GIVEN EXERCISE A:
Locate every row below that contains the string "rolling", treating case as significant, and copy each of those rows.

PAGE EXCERPT:
==*==
Detecting Required Software

Detecting Required Software

 

Continue to click any next prompts, and then you will have the Windows Azure MMC Console open once the StartHere.cmd finishes executing.  Click close on the configuration wizard.

 

Installation Completed

Installation Completed

 

The MMC will now be displayed on screen as shown below.

 

Windows Azure Management Tool (MMC)

Windows Azure Management Tool (MMC)

 

Open the Windows Azure Management section by clicking on the small tree view arrow on the left hand side.  The tree view will open up to a Service Management Node with a Hosted Services, Storage Services, and Affinity Groups listed underneath the node.  Select the actual Service Management Node so that the middle window shows the connection form shown here.

 

Windows Azure MMC Services Management Node Connection

Windows Azure MMC Services Management Node Connection

 

Now navigate back to Windows Azure Platform Web Interface (http://windows.azure.com).  Click on the project displayed on the main screen to select it.

 

Windows Azure Portland Interface

Windows Azure Portland Interface

 

When the follow page displays, click on the Account tab at the center top of the page.

 

Windows Azure Project

Windows Azure Project

 

When the Account Page finishes rendering look at the very bottom to locate the subscription ID.

 

Windows Azure Project Account Properties

Windows Azure Project Account Properties

 

Enter the subscription ID into the form.  Now click on the ellipsis button on the form so the certificates that are available are displayed.

 

API Certificate

API Certificate

 

Click on the underlined link on the certificate you want to use (sometimes there are a few options, depending on what is installed on the machine already).  A properties dialog should appear when you click on the underlined link button.

 

Certificate Details

Certificate Details

 

Click on the Details Tab on the top of the properties dialog window.

 

Certificate Details, Details Tab

Certificate Details, Details Tab

 

Now click on the Copy to File Button.  An export process will start for the certificate.  Click on next.  On the next screen make sure No, do not export the private key is selected.  The next screen selects the DER encoded binary X.509 (.CER) option.  Verify this setting and then click next.

 

Certificate Export Wizard

Certificate Export Wizard

 

Click on next and then enter the path and filename where you want to save the certificate.

 

Save As File Name for Certificate

Save As File Name for Certificate

 

Now that you have the certificate, return to the Windows Azure Platform Web Interface (http://windows.azure.com).  Navigate to the Account Tab section of the site again.  On that page click on the Manage My API Certificates.  This is the same page as shown above in the image captioned “Windows Azure Project Account Properties“.  Once the page displays click on the Choose File button on the page.  Find the location the certificate was saved and select the certificate.  Now click the upload button to upload the file to the Windows Azure Account.
==*==
DATA FOR THE TASK:
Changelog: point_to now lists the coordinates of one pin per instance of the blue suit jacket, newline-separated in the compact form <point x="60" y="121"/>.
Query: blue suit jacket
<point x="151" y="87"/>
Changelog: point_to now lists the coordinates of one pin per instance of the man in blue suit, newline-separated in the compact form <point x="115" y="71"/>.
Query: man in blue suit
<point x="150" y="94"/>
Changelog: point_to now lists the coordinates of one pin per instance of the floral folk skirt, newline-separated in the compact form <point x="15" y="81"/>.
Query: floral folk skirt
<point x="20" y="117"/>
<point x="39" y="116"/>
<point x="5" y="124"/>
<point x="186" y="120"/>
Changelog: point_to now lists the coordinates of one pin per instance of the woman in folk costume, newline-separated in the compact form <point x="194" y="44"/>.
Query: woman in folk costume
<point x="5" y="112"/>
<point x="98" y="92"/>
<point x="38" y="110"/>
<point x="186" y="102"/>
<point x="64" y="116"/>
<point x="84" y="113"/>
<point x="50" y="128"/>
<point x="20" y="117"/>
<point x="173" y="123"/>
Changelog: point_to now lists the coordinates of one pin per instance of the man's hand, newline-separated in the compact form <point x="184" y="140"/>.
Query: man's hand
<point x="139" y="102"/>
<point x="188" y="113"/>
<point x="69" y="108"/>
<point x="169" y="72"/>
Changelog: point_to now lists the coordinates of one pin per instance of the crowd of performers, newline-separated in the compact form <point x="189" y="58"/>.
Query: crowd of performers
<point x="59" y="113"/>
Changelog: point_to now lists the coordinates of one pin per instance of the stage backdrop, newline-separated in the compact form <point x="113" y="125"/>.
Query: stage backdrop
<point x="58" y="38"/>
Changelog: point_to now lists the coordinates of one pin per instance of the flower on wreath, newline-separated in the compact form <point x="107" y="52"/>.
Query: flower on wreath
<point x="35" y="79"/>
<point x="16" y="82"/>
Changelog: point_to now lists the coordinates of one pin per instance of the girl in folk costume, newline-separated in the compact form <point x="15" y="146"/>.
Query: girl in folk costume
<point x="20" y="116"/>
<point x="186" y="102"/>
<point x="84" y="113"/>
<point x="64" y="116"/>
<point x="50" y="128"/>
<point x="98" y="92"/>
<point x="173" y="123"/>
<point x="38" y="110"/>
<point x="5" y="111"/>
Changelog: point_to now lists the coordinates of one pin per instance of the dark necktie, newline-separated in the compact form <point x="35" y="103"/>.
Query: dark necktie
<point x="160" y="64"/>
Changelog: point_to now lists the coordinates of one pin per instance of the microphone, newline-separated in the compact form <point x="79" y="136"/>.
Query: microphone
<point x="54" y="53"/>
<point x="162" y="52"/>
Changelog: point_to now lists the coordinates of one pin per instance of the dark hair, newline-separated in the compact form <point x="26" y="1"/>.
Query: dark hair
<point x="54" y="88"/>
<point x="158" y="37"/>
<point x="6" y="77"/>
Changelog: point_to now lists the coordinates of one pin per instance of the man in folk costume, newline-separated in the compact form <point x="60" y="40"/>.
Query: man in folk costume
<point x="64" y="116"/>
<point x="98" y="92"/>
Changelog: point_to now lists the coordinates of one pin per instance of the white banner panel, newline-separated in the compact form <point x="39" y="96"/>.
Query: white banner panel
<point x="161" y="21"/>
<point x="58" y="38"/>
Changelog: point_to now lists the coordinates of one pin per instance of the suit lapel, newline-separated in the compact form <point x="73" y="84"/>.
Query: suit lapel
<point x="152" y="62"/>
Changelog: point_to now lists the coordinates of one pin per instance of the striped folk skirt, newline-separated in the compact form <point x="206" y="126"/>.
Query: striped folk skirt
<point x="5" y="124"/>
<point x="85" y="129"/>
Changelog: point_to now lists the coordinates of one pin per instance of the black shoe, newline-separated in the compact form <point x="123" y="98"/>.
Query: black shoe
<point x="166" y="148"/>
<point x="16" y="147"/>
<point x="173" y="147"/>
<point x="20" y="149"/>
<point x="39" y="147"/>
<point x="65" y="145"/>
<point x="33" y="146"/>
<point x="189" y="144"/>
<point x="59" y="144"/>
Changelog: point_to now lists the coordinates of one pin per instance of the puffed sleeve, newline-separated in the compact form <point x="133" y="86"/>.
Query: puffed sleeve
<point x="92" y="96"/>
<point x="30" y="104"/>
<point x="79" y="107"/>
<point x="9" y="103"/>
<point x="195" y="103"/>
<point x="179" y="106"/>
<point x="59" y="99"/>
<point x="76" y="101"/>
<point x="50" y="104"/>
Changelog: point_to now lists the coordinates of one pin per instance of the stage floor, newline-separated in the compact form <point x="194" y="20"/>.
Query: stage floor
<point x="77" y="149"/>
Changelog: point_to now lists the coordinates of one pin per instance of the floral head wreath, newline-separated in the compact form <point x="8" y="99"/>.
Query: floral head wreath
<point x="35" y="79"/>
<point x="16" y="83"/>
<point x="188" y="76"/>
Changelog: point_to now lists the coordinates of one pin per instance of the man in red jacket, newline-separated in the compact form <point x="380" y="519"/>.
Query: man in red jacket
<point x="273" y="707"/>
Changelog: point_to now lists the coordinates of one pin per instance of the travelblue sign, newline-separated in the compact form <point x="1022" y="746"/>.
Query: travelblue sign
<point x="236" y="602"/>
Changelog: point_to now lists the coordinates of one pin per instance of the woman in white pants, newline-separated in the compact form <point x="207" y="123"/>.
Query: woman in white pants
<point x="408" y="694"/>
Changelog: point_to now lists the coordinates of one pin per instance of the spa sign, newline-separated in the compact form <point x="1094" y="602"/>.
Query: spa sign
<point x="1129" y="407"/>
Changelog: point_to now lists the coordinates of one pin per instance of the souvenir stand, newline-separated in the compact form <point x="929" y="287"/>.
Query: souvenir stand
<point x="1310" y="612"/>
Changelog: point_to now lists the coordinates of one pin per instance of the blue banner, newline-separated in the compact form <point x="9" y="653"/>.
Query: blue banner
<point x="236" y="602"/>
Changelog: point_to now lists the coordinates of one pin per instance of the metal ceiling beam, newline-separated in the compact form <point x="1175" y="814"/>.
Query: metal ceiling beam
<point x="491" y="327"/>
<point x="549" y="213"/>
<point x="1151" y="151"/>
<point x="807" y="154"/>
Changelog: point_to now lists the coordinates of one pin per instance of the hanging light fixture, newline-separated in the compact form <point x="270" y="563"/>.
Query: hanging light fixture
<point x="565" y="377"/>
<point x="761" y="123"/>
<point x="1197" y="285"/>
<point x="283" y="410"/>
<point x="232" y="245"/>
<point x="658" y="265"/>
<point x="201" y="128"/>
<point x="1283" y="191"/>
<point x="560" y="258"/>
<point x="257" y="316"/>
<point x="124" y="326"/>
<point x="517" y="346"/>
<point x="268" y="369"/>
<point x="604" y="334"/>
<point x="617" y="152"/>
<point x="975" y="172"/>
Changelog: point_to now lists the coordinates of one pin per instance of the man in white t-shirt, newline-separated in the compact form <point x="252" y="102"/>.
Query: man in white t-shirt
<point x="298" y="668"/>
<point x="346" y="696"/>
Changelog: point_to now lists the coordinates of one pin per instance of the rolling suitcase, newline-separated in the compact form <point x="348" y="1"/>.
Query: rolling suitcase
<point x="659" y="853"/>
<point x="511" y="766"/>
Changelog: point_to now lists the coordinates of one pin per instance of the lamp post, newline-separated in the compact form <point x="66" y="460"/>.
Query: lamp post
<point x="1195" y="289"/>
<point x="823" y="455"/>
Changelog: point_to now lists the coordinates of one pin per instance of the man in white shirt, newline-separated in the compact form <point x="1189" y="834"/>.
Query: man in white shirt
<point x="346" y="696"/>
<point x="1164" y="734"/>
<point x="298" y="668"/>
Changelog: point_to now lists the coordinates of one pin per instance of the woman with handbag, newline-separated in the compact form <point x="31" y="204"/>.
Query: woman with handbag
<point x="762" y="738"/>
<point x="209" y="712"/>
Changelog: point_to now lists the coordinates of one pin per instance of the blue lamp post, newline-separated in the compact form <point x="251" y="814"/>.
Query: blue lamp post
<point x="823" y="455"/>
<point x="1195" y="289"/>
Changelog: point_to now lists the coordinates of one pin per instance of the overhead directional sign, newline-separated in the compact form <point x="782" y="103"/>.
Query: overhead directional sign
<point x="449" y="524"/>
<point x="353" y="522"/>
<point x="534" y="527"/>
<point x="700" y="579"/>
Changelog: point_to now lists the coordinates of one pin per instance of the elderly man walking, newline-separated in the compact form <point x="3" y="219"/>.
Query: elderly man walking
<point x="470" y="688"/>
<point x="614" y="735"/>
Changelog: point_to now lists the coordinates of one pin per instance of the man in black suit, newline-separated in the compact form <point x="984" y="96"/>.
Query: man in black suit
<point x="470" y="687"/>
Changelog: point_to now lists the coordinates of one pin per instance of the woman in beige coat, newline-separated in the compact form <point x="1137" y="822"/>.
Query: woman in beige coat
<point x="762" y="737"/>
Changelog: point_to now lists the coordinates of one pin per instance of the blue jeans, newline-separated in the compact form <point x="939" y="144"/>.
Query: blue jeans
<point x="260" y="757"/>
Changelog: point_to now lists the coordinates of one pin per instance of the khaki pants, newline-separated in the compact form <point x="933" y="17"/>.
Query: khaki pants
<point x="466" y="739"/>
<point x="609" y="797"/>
==*==
GIVEN EXERCISE B:
Rename "main screen" to "home screen" in the Azure walkthrough and give its text between "Now navigate back" and "to select it.", inclusive.

TASK SOLUTION A:
Changelog: point_to now lists the coordinates of one pin per instance of the rolling suitcase, newline-separated in the compact form <point x="348" y="1"/>.
Query: rolling suitcase

TASK SOLUTION B:
Now navigate back to Windows Azure Platform Web Interface (http://windows.azure.com).  Click on the project displayed on the home screen to select it.